====== RECORDS SUPPLIED

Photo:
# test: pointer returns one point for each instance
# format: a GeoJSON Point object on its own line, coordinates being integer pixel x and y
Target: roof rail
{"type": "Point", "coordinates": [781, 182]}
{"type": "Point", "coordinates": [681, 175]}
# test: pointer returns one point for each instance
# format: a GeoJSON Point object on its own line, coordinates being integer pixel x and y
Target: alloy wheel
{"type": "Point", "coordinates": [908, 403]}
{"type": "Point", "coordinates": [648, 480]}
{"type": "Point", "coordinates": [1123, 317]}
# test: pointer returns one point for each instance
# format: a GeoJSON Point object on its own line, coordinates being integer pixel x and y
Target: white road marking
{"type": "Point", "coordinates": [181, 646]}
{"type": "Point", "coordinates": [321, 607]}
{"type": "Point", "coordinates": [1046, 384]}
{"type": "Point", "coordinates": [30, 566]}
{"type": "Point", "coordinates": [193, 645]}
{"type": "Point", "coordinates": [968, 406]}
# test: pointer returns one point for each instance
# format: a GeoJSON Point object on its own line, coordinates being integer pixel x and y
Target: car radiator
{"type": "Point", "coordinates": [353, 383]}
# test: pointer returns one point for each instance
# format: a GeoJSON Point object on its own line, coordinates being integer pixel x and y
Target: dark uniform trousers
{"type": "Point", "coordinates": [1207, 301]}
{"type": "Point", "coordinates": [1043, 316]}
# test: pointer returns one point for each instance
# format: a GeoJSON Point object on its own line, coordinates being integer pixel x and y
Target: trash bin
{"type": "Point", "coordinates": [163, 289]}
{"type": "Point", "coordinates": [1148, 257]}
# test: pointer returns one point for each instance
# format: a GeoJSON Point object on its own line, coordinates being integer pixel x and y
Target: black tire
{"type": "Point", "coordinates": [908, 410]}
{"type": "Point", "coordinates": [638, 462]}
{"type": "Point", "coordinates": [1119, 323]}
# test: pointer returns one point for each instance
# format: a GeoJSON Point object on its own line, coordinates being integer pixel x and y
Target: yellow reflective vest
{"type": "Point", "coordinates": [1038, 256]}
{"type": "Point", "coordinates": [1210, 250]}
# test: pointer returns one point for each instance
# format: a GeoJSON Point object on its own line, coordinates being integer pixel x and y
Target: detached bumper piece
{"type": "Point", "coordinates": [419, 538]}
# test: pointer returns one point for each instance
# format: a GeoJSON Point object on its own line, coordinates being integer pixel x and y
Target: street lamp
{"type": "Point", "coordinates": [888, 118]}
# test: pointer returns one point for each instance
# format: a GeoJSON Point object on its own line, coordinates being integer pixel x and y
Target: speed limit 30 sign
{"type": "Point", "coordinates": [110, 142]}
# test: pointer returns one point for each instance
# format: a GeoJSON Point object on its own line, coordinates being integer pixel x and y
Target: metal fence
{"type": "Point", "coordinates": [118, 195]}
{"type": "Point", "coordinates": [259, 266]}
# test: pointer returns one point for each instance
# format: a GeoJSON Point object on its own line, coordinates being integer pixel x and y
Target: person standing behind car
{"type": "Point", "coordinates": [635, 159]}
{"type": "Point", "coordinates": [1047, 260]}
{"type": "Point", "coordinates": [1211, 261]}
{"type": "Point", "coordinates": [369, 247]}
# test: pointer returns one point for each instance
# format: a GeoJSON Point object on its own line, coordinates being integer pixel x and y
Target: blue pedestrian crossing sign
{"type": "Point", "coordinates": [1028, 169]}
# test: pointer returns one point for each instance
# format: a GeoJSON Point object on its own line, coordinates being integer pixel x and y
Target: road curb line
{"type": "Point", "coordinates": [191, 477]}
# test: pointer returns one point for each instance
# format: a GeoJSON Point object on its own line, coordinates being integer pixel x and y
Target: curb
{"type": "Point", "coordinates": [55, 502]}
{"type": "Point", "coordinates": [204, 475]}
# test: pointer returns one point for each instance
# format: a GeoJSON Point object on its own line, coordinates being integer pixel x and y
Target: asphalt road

============

### EXERCISE REQUIREMENTS:
Copy out every line of the records above that contains the word "road", and treat uppercase and lowercase as different.

### FINAL RESULT:
Target: white road marking
Target: road curb line
Target: asphalt road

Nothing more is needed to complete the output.